Dataset entries:
◆ ◆ ◆
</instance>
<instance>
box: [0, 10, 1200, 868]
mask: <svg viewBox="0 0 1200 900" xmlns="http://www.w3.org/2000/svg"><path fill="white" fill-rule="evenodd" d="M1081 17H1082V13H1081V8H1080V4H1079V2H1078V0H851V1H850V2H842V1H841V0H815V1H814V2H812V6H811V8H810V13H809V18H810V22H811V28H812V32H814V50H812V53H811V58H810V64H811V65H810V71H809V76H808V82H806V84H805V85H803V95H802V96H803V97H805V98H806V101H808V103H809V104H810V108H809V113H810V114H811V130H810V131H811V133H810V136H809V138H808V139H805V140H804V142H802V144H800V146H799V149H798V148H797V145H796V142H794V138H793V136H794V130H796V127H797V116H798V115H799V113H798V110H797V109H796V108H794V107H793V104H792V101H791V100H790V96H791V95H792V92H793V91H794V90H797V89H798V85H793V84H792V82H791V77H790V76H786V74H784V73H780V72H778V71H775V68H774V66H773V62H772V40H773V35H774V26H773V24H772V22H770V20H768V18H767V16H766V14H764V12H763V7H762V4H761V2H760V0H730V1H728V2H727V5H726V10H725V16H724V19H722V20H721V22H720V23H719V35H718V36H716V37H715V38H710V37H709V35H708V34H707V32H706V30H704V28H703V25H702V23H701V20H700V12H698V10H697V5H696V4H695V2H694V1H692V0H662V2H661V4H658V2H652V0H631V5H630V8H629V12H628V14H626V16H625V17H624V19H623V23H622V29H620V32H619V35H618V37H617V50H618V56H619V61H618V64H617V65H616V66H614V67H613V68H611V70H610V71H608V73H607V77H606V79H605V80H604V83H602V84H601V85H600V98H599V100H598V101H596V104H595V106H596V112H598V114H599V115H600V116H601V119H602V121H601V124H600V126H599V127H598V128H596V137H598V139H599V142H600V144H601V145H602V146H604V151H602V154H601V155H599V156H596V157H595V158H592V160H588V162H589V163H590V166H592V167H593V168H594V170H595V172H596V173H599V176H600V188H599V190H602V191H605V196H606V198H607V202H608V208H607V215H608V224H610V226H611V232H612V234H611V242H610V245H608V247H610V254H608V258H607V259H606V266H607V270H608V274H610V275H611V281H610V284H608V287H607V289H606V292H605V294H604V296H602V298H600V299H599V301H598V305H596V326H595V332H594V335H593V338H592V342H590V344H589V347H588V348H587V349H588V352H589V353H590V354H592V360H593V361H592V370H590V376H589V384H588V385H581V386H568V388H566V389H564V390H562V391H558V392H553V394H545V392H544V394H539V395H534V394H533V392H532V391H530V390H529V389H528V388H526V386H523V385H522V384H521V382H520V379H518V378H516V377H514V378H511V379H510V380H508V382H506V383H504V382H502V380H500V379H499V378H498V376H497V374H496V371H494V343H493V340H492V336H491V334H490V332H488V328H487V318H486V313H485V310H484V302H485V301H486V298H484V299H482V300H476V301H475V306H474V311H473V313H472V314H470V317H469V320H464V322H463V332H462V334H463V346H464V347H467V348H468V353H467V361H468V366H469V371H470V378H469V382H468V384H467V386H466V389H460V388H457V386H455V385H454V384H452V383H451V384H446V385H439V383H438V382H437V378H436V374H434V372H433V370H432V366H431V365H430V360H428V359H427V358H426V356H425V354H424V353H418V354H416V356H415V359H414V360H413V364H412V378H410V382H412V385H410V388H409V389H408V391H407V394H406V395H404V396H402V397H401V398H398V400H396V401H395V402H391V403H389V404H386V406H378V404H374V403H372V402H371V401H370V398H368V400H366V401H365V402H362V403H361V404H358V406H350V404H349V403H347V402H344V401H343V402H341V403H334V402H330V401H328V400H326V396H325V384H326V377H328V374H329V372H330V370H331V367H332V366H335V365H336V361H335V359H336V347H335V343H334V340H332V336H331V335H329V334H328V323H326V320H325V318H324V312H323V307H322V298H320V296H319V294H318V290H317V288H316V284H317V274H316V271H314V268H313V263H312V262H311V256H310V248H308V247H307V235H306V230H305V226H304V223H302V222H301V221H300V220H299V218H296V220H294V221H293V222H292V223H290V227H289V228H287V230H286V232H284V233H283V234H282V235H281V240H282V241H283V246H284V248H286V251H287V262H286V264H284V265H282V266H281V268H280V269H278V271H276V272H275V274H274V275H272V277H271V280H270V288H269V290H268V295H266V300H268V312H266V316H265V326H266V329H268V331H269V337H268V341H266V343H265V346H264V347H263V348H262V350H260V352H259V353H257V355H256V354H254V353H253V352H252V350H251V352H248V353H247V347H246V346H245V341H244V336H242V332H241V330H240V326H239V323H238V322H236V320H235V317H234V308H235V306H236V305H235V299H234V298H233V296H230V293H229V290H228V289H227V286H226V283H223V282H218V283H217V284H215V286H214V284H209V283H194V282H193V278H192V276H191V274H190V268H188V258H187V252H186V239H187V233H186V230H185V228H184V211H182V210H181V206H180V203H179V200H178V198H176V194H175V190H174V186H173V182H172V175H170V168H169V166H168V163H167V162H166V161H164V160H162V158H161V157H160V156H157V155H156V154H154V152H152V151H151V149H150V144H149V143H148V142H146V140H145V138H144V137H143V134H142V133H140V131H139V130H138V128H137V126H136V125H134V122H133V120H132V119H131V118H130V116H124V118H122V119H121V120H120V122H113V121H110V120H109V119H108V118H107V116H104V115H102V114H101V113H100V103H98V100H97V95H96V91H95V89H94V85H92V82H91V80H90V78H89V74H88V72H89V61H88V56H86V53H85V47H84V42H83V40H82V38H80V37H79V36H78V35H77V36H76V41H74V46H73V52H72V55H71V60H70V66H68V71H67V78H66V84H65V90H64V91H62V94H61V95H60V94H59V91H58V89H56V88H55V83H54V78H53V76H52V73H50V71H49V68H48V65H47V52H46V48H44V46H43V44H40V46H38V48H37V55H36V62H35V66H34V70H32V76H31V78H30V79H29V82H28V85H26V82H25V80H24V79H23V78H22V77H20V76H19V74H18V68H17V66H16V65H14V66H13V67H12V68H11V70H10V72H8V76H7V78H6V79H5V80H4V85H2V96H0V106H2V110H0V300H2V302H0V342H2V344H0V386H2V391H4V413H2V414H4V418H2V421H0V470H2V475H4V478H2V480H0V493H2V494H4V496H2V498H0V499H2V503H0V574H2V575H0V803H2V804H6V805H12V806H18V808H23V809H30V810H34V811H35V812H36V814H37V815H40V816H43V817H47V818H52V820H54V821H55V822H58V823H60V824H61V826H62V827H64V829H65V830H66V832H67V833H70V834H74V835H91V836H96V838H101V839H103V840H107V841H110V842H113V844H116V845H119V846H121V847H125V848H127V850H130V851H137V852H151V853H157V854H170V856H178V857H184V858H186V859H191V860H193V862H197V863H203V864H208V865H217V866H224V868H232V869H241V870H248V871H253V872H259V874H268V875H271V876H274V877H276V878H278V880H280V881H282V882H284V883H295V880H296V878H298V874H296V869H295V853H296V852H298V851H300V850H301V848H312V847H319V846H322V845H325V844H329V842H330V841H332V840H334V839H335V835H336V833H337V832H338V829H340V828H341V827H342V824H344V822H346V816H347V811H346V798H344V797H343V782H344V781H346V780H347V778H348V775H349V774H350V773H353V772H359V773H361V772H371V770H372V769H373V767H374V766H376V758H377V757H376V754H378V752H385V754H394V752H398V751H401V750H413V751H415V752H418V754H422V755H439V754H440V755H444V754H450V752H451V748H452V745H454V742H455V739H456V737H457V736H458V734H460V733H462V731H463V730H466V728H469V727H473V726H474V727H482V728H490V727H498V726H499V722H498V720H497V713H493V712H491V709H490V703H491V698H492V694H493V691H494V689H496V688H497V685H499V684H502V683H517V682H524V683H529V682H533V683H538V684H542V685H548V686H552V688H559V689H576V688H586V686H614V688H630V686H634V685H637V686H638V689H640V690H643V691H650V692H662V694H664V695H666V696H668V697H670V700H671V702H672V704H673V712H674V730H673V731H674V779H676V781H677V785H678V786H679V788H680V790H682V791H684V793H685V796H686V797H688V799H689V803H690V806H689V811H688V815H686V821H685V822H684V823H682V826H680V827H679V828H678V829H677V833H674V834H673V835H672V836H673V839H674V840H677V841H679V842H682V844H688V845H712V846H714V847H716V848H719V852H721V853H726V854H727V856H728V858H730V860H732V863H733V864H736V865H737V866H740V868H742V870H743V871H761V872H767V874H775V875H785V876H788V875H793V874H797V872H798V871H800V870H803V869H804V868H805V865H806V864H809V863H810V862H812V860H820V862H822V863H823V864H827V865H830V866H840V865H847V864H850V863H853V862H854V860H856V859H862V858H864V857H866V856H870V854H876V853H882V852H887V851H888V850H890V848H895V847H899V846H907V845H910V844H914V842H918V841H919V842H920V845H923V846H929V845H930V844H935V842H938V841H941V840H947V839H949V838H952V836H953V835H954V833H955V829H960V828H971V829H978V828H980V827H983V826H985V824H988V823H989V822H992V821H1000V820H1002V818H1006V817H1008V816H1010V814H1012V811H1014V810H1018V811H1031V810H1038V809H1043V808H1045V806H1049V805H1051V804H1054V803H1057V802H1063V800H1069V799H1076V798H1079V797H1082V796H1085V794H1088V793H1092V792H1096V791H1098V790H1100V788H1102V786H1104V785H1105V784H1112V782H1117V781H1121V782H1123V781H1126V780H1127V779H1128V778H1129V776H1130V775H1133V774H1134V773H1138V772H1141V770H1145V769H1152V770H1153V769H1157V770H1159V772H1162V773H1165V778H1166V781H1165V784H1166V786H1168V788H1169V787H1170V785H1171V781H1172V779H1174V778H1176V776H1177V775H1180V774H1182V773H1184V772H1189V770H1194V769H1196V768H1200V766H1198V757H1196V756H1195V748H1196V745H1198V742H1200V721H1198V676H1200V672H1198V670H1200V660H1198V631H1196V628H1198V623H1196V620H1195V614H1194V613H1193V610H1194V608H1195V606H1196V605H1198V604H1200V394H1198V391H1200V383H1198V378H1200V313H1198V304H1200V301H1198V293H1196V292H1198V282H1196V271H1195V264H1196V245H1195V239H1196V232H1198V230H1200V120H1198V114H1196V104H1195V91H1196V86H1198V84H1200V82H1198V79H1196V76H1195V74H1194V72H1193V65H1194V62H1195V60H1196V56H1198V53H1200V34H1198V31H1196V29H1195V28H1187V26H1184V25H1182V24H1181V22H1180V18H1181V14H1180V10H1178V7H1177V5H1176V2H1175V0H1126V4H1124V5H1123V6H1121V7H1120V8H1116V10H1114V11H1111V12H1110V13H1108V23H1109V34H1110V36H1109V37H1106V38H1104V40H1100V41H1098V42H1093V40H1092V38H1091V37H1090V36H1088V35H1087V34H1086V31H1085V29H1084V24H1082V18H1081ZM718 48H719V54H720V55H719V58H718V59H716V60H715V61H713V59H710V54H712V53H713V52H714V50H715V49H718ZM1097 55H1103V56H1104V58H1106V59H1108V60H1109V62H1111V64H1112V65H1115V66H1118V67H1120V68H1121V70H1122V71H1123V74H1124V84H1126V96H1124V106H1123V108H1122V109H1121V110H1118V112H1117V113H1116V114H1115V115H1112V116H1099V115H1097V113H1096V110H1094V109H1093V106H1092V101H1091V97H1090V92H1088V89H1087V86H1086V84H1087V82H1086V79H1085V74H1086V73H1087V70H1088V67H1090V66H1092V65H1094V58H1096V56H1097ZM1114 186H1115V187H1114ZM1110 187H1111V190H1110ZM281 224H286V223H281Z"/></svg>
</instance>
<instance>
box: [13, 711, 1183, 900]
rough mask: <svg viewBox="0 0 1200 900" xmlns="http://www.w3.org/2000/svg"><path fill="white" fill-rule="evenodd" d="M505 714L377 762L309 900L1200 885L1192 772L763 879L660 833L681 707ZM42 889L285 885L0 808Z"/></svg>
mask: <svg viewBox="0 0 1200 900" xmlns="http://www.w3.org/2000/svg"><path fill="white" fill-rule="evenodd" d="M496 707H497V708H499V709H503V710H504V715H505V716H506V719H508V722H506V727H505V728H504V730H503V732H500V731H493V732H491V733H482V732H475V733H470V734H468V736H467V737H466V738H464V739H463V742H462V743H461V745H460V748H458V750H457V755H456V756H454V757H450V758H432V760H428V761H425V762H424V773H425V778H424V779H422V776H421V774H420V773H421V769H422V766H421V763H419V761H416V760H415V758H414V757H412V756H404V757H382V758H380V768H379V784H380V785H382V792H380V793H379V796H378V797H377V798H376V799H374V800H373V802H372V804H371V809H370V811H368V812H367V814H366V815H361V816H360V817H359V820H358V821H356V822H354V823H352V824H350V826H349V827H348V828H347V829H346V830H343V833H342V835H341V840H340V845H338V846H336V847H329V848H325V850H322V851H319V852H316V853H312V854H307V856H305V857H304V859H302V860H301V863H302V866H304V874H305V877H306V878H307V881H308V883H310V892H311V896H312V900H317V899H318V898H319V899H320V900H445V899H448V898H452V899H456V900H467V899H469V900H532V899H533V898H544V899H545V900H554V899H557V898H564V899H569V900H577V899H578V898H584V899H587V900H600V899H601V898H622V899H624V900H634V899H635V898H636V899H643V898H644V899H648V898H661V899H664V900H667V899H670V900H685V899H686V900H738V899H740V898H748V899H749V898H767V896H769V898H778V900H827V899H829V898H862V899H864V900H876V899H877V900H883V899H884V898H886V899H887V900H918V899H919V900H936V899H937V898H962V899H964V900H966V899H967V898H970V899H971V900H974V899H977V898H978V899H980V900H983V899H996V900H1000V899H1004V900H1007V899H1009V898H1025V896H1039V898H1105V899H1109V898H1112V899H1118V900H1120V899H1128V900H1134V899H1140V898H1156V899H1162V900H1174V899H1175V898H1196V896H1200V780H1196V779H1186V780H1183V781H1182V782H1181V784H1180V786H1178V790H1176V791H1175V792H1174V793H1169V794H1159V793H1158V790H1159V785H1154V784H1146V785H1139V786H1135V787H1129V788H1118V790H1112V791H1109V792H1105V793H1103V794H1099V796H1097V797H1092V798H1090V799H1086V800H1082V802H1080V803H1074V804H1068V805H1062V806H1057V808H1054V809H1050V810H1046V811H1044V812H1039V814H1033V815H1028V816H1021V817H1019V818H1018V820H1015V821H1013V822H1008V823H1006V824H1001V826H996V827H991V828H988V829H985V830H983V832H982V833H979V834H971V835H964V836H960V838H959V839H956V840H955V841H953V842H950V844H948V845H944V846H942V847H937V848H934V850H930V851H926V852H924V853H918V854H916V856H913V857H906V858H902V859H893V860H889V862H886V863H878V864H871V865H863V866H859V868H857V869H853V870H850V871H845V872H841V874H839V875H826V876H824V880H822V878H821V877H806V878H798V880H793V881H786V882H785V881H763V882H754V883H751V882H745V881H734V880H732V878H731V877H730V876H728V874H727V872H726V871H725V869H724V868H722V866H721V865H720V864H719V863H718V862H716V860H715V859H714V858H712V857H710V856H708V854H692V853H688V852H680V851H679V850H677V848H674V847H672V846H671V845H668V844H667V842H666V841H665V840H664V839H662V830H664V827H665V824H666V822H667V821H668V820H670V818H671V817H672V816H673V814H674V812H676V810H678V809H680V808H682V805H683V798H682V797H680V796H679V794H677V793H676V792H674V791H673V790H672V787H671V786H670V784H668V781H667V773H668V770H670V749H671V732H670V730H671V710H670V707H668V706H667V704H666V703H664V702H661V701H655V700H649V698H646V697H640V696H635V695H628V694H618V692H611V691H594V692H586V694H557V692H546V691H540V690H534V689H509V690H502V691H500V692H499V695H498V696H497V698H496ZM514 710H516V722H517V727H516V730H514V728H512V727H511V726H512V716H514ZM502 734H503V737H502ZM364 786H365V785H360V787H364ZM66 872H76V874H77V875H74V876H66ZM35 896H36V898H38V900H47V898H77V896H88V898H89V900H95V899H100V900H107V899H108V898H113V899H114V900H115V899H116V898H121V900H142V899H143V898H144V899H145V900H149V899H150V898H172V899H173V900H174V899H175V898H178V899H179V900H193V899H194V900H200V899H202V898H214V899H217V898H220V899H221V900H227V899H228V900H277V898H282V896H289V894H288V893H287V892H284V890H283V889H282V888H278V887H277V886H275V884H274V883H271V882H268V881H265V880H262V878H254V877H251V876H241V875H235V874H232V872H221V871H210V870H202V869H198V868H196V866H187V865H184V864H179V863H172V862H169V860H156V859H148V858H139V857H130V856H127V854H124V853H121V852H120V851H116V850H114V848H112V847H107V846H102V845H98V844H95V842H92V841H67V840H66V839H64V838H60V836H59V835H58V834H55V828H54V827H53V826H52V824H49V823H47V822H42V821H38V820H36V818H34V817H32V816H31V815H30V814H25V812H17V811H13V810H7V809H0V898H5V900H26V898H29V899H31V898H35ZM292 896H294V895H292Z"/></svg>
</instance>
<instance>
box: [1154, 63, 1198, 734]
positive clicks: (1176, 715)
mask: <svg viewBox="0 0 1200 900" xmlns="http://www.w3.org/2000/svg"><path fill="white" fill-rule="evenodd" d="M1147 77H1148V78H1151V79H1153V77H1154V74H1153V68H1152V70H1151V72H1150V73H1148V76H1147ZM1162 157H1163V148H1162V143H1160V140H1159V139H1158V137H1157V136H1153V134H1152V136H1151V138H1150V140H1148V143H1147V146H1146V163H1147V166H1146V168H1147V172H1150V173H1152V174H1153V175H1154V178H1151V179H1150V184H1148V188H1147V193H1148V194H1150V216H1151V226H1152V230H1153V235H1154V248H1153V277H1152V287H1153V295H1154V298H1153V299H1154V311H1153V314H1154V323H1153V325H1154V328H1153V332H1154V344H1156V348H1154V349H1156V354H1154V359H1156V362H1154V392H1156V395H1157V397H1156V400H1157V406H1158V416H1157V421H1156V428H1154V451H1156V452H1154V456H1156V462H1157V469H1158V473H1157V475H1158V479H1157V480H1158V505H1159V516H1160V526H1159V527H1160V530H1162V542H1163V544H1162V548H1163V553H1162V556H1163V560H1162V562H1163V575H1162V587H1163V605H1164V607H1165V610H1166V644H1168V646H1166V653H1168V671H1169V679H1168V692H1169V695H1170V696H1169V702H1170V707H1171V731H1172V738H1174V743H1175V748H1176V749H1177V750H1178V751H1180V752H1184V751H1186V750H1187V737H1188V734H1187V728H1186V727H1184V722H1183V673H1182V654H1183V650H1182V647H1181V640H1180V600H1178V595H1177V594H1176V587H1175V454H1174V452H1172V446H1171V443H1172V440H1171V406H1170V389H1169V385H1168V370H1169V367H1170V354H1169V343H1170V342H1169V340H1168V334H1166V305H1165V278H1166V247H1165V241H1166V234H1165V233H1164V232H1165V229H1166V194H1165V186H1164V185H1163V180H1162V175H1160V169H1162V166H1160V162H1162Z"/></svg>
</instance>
◆ ◆ ◆
**ABOUT THIS EXERCISE**
What you copy out must be exactly the lines from the line containing "box: [1154, 63, 1198, 734]" through the end of the records.

**SOLUTION FOR THIS TASK**
box: [1154, 63, 1198, 734]
positive clicks: (1176, 715)
mask: <svg viewBox="0 0 1200 900" xmlns="http://www.w3.org/2000/svg"><path fill="white" fill-rule="evenodd" d="M1147 77H1148V78H1151V79H1153V77H1154V74H1153V68H1152V70H1151V72H1150V73H1148V76H1147ZM1162 157H1163V148H1162V143H1160V140H1159V139H1158V137H1157V136H1153V134H1152V136H1151V138H1150V140H1148V143H1147V146H1146V163H1147V166H1146V168H1147V172H1150V173H1152V174H1153V175H1154V178H1151V179H1150V184H1148V188H1147V193H1148V194H1150V216H1151V226H1152V230H1153V235H1154V248H1153V277H1152V287H1153V295H1154V298H1153V299H1154V311H1153V314H1154V323H1153V325H1154V328H1153V332H1154V344H1156V348H1154V349H1156V354H1154V359H1156V362H1154V392H1156V395H1157V397H1156V400H1157V406H1158V416H1157V421H1156V428H1154V451H1156V452H1154V456H1156V462H1157V469H1158V473H1157V475H1158V479H1157V480H1158V505H1159V516H1160V526H1159V527H1160V530H1162V542H1163V544H1162V548H1163V553H1162V556H1163V560H1162V562H1163V575H1162V587H1163V605H1164V607H1165V610H1166V644H1168V646H1166V653H1168V671H1169V679H1168V692H1169V695H1170V696H1169V702H1170V707H1171V731H1172V738H1174V743H1175V748H1176V749H1177V750H1178V751H1180V752H1184V751H1186V750H1187V737H1188V734H1187V728H1186V727H1184V722H1183V673H1182V654H1183V650H1182V647H1181V640H1180V600H1178V595H1177V594H1176V587H1175V454H1174V452H1172V446H1171V443H1172V440H1171V406H1170V389H1169V385H1168V370H1169V367H1170V354H1169V343H1170V342H1169V340H1168V334H1166V305H1165V278H1166V247H1165V241H1166V234H1165V233H1164V232H1165V229H1166V194H1165V186H1164V185H1163V180H1162V175H1160V169H1162V166H1160V162H1162Z"/></svg>
</instance>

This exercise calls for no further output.